■ **INPUT FOR THIS TASK**
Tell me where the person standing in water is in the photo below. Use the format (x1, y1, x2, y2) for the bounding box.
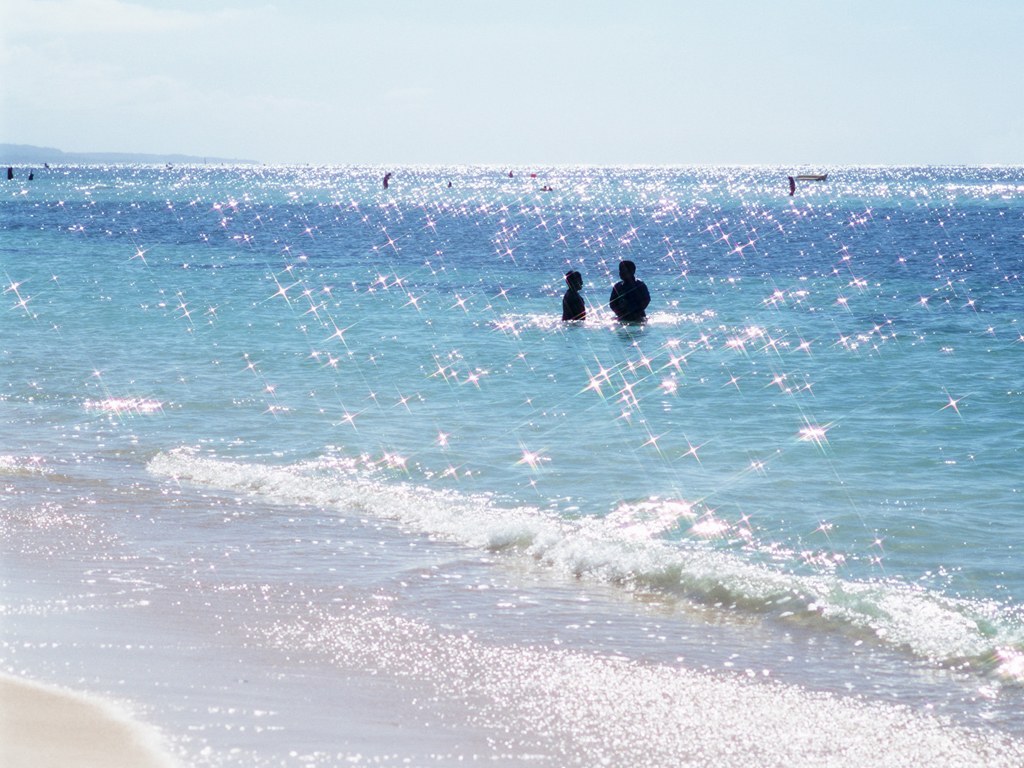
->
(609, 260, 650, 323)
(562, 270, 585, 321)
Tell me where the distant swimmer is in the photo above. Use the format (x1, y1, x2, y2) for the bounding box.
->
(540, 185, 553, 192)
(788, 176, 796, 196)
(383, 171, 392, 189)
(508, 171, 514, 178)
(6, 167, 12, 181)
(609, 260, 650, 323)
(562, 270, 585, 321)
(28, 171, 34, 181)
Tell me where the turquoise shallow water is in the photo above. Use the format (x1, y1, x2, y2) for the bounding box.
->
(2, 164, 1024, 763)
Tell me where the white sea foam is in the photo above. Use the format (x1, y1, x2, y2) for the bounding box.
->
(149, 449, 1024, 677)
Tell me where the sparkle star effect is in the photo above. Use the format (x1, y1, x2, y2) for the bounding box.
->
(5, 278, 35, 316)
(798, 421, 833, 448)
(516, 447, 550, 471)
(940, 392, 965, 416)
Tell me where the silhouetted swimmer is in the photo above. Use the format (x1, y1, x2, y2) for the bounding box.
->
(383, 172, 392, 189)
(508, 171, 514, 178)
(6, 167, 12, 181)
(609, 260, 650, 323)
(447, 181, 452, 188)
(788, 176, 796, 196)
(562, 270, 585, 321)
(28, 171, 34, 181)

■ **YOUR INSTRUCTIONS**
Scan the listing above for the word "format" and copy every line that holds it.

■ **ANSWER TO THE EXERCISE**
Tell me where the person standing in water is in the photo below. Use the format (x1, y1, x2, y2) for the bounding box.
Tell me where the distant swimmer is in the photo above. Use the format (x1, y1, x2, y2) for the bounding box.
Tell me where the turquoise shallow water is in the photo above. Use the format (x1, y1, x2, y2) for the bounding box.
Tell me where the white sea foam is in the photo above. Use the format (x1, y1, x2, y2) for the bounding box.
Tell me where the sparkle star effect is in the photo above. Use the format (x1, y1, x2, y2) for the bounding box.
Tell me where the silhouetted swimmer is in the photo above. Use the format (x1, y1, x2, y2) for the bounding box.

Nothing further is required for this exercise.